§ Aim A
Answer these questions using the passage on philosophy of science, one answer per line, marked the same way.
(i) What physics publication from the late seventeenth century does the passage mention?
(ii) Which two core journals were left out of the data set?
(iii) From what source is the data drawn?

We propose to examine the sub-field of philosophy of science with RPYS. Philosophy of science is an interesting case study because it is not a scientific field, strictly speaking. It is a sub-field of philosophy which has a long tradition of being identified as part of the humanities, grouped with the fields of history and literature. No doubt the various fields in the humanities have different citation practices from the various fields in the natural sciences. First, books continue to play a more important role in the humanities than in the natural sciences. Though Newton’s Principia was a crucial publication in physics in the late seventeenth-century, few physicists publish their research findings in books these days. Philosophers, on the other hand, continue to publish books as well as articles. Second, unlike the sciences the humanities treat texts as objects of study. For example, Shakespeare’s Tempest has generated a vast scholarly literature, as the play is subjected to ongoing analyses. In contrast, in the sciences, texts, specifically articles, are merely treated as means to convey knowledge. They are not themselves the objects of scientific study. Indeed, earlier this fact was noted by Merton. As Merton explains, “discriminating citation-studies must … distinguish between citations to research studies and to ‘raw data’—i.e. historical documents, poems and other literature of the distant past which humanists critically re-examine” (Merton 1968, 29, Note 57).

We have limited our data set to four key journals in the sub-field of philosophy of science: British Journal for the Philosophy of Science, Erkenntnis, Philosophy of Science, and Studies in History and Philosophy of Science. These are recognized as four of the six key journals in the sub-field (see Wray 2010). We have not included the other two journals identified as core journals in philosophy of science by Wray (2010), Journal of Philosophy and Synthese, because they both have a broader scope than the philosophy of science, and would thus introduce a lot of noise into our data set created by citations to papers that have no bearing on philosophy of science. We are also limited in the specific years of publications we include in our data set by the source from which we are drawing our data, specifically the Web of Science (WoS, Thomson Reuters).

§ Aim B
Copy the rows below from their start up to and including the line that contains "[(297, 63), (283, 50)]", and leave the pictures out of your copy.

§ Given information
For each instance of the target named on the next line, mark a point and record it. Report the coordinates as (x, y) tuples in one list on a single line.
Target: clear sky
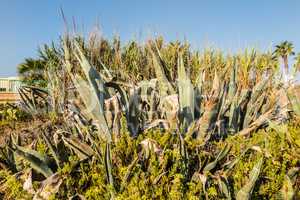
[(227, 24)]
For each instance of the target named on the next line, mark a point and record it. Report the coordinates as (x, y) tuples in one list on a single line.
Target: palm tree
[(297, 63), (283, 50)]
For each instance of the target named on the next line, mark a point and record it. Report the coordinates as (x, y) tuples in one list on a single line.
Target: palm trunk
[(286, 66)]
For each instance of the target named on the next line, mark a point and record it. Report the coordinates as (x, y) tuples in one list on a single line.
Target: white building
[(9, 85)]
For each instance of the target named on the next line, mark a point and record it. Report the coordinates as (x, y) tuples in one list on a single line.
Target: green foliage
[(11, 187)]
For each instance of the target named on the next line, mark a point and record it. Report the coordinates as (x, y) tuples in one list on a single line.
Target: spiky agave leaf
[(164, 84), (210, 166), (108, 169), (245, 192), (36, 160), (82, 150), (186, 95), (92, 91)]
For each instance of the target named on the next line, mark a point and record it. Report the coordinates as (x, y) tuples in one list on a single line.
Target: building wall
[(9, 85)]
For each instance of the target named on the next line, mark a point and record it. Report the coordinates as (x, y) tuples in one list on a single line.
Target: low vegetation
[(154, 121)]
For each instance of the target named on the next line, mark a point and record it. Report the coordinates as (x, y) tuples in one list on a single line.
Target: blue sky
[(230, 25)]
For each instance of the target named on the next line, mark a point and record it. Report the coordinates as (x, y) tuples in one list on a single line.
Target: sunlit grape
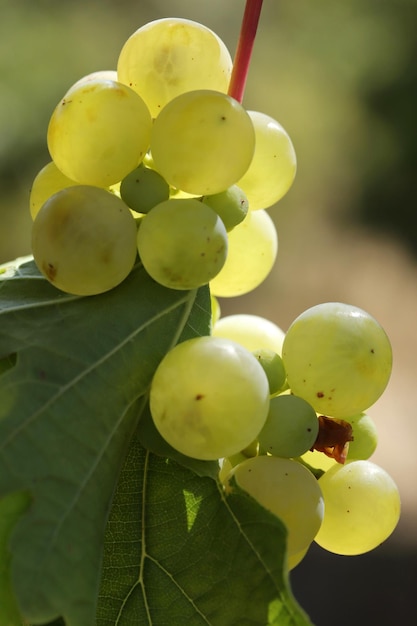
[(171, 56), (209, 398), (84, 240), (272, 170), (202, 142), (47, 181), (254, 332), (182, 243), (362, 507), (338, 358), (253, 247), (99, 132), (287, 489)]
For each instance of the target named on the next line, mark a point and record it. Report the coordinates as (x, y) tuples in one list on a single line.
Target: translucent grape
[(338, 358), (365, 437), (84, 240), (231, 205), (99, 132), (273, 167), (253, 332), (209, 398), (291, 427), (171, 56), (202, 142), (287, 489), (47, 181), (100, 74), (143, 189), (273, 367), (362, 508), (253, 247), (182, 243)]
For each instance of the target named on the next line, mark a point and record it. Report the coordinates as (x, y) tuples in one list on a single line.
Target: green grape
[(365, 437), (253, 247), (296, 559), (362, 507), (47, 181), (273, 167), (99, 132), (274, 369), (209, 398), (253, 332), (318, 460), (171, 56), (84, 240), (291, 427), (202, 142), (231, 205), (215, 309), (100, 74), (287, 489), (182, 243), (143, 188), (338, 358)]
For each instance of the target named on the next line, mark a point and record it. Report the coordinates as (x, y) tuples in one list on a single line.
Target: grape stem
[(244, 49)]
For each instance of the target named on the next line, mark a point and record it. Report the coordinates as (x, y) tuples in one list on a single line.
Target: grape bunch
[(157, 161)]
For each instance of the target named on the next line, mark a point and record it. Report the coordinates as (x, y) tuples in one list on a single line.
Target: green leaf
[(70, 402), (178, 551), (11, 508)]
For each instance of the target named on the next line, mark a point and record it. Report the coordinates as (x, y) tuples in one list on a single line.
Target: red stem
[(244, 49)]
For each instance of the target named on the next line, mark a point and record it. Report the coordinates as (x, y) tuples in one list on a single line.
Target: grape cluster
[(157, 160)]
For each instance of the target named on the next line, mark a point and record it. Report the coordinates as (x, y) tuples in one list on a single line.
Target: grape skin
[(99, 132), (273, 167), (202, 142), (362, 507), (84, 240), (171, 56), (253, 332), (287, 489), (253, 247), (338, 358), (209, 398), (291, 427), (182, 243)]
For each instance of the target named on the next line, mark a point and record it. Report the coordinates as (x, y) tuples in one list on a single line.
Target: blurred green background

§ Full output A
(i) Newton's Principia
(ii) Journal of Philosophy and Synthese
(iii) The Web of Science (WoS, Thomson Reuters)

§ Full output B
For each instance of the target named on the next line, mark a point and record it. Report the coordinates as (x, y) tuples in one list on a single line.
Target: clear sky
[(227, 24)]
For each instance of the target named on the next line, mark a point and record it. Report the coordinates as (x, y) tuples in one list on a single line.
Target: palm tree
[(297, 63), (283, 50)]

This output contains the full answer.